Aim of the task: From the line that contains "Find the water reflection" through the last line of the data, copy everything exactly and nothing else, omitting the pictures.

Data:
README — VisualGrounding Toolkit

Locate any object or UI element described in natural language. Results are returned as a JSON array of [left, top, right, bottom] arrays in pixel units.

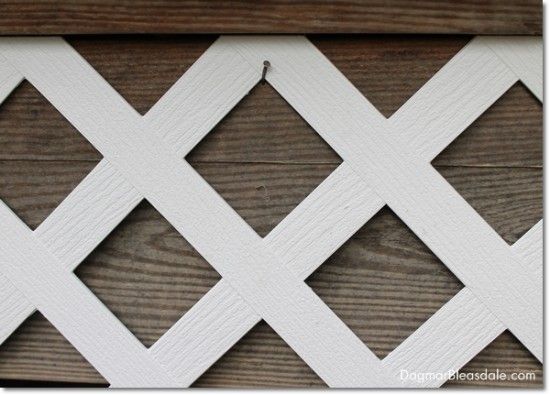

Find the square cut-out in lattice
[[434, 83, 542, 245], [0, 80, 101, 229], [307, 206, 464, 359], [187, 82, 342, 237], [75, 201, 221, 348]]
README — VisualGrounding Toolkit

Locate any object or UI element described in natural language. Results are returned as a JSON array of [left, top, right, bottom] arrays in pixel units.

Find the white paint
[[0, 202, 181, 387], [229, 35, 542, 360], [0, 35, 542, 387], [0, 56, 21, 104], [479, 36, 543, 101]]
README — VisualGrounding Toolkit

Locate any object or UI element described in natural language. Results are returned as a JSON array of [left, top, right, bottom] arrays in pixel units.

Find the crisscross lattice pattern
[[0, 35, 542, 388]]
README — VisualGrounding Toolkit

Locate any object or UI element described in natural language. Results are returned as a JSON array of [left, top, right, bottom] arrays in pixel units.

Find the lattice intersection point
[[0, 35, 543, 388]]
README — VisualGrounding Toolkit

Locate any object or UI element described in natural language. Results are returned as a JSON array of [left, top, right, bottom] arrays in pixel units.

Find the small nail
[[261, 60, 270, 84]]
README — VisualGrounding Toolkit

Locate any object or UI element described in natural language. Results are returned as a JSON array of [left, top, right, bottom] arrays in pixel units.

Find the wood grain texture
[[0, 164, 541, 386], [0, 80, 101, 161], [480, 37, 543, 101], [0, 36, 542, 387], [194, 321, 325, 388], [230, 35, 542, 358], [0, 199, 181, 386], [438, 166, 542, 245], [307, 207, 464, 360], [5, 37, 399, 387], [444, 331, 543, 388], [0, 1, 541, 35], [67, 36, 217, 115], [0, 37, 540, 168], [0, 312, 105, 384], [0, 160, 98, 229], [433, 83, 542, 168], [311, 35, 471, 118], [75, 201, 222, 348]]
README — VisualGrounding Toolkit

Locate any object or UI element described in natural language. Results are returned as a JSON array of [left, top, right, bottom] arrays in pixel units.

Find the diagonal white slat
[[0, 35, 542, 387], [0, 159, 142, 344], [0, 56, 22, 104], [478, 36, 543, 101], [150, 39, 527, 385], [0, 36, 517, 352], [151, 38, 542, 386], [0, 37, 399, 387], [383, 219, 543, 387], [111, 34, 548, 386], [227, 35, 542, 361], [390, 37, 518, 162], [0, 201, 181, 387], [510, 220, 543, 289], [384, 288, 505, 387], [0, 37, 258, 343]]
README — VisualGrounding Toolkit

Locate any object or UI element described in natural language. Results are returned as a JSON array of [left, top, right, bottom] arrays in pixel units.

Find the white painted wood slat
[[0, 35, 542, 387], [227, 35, 542, 361], [0, 202, 181, 387], [0, 37, 398, 388]]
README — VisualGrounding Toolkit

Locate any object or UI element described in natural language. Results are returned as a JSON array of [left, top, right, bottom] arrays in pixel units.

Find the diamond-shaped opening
[[0, 312, 107, 386], [75, 200, 221, 347], [194, 320, 325, 388], [307, 206, 464, 359], [311, 35, 470, 118], [444, 331, 542, 388], [68, 36, 216, 115], [0, 80, 102, 229], [434, 83, 542, 244], [187, 82, 342, 237]]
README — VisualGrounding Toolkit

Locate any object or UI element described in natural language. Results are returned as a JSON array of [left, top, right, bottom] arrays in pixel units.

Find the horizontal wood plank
[[0, 37, 541, 168], [0, 35, 542, 387], [444, 331, 543, 388], [0, 1, 541, 35], [0, 162, 542, 387]]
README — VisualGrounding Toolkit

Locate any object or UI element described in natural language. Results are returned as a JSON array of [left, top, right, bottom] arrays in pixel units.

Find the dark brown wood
[[443, 331, 543, 388], [0, 35, 542, 388], [0, 36, 541, 168], [0, 1, 541, 35], [0, 165, 542, 386]]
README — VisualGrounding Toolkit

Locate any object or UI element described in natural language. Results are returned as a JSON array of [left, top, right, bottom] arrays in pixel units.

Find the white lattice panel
[[0, 35, 543, 388]]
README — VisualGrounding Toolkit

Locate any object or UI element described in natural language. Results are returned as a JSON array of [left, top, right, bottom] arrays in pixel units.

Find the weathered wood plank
[[439, 167, 542, 245], [67, 36, 217, 115], [0, 160, 99, 229], [0, 163, 542, 386], [76, 201, 222, 348], [0, 161, 541, 249], [0, 312, 105, 384], [194, 321, 325, 388], [433, 83, 542, 168], [311, 35, 471, 118], [0, 1, 541, 35], [0, 39, 400, 387], [444, 331, 543, 388], [0, 37, 541, 168], [0, 35, 542, 387]]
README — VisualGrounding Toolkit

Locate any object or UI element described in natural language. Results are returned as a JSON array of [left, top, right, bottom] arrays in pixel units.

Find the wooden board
[[0, 1, 541, 35], [0, 36, 542, 387]]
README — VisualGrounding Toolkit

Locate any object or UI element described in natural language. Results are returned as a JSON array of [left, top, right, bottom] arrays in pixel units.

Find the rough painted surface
[[0, 35, 540, 385]]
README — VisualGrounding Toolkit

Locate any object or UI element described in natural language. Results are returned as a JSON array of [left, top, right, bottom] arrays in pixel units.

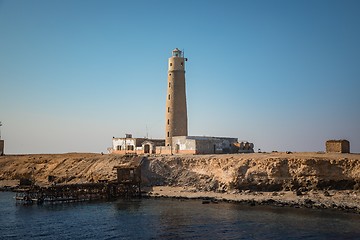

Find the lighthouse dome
[[172, 48, 183, 57]]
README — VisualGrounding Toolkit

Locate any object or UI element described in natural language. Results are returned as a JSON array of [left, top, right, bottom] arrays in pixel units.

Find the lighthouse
[[165, 48, 188, 146]]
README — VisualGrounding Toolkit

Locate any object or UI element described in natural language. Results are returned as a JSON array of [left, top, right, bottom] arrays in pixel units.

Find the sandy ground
[[147, 186, 360, 213], [0, 180, 19, 187]]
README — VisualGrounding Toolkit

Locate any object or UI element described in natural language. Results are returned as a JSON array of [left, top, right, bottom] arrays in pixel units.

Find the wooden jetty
[[15, 156, 145, 204]]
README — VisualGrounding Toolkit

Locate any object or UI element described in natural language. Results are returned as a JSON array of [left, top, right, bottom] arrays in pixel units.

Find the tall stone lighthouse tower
[[165, 48, 188, 146]]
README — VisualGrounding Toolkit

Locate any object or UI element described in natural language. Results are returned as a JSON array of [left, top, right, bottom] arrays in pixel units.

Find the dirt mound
[[0, 153, 131, 186]]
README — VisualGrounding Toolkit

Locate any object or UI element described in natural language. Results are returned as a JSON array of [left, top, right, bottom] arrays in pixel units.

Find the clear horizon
[[1, 0, 359, 154]]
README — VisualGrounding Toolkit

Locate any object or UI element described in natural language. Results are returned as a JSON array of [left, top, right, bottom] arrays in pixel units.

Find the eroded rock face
[[144, 153, 360, 192], [0, 152, 359, 192]]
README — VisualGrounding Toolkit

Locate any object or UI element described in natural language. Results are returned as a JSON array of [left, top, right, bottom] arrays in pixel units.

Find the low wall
[[111, 150, 138, 155], [156, 146, 172, 155]]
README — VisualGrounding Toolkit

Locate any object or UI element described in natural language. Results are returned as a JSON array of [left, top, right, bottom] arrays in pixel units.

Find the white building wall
[[112, 138, 137, 150], [172, 136, 196, 151], [172, 136, 238, 154]]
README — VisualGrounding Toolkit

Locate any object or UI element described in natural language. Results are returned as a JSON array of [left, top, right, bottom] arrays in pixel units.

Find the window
[[169, 73, 171, 76], [167, 119, 169, 125], [117, 145, 121, 151], [169, 82, 171, 88], [168, 107, 170, 112], [170, 63, 173, 67], [181, 62, 183, 66], [167, 132, 170, 137], [168, 94, 170, 100]]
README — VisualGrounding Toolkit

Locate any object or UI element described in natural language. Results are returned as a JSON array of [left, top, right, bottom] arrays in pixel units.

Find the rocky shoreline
[[144, 186, 360, 214], [1, 183, 359, 214]]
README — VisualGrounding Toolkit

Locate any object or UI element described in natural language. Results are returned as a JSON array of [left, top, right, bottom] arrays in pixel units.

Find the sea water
[[1, 192, 360, 239]]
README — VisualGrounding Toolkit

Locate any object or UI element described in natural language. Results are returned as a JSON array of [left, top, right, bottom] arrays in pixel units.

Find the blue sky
[[0, 0, 359, 154]]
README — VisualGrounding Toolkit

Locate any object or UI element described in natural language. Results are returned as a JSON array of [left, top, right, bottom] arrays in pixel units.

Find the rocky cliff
[[1, 152, 359, 192], [144, 153, 360, 192]]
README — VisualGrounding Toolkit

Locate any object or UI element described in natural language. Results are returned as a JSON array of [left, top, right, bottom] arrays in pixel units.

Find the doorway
[[144, 144, 150, 154]]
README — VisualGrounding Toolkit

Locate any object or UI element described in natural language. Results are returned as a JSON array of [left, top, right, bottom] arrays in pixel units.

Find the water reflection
[[115, 199, 142, 212], [114, 198, 360, 239]]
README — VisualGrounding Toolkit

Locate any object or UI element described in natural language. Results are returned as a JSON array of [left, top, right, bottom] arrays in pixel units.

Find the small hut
[[112, 156, 145, 198], [326, 139, 350, 153], [115, 166, 141, 184]]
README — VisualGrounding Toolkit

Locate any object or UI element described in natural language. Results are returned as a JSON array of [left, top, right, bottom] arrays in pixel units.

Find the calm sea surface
[[1, 192, 360, 240]]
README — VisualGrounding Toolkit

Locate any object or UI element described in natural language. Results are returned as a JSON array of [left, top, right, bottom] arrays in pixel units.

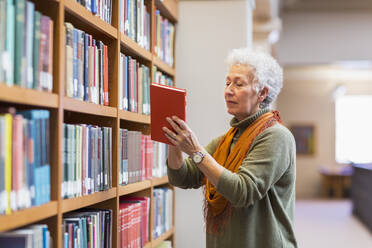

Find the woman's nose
[[225, 85, 234, 95]]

Response:
Find the water reflection
[[115, 199, 142, 212], [114, 198, 360, 239]]
README — VisualGrounding Toolkit

Locate any object or UI element described in natural language. Results are returned as a JSON array of [left, top, right, bottom] arrays in pixel units.

Find the small hut
[[112, 156, 145, 198], [326, 139, 350, 153], [115, 166, 141, 184]]
README — VisualGrounding Toolkit

Locate any object or UI element described in natural language. Results are returned as a JSON array of [left, top, right, bottom] arrays in pixel units.

Find the calm sea surface
[[1, 192, 360, 240]]
README — VisualGrounding Toolkit

Locate any object or UI element described in natural language. Results are returned as a JSON array of [left, top, right, bottom] arrays in pixel units.


Find the woman's nose
[[225, 85, 234, 95]]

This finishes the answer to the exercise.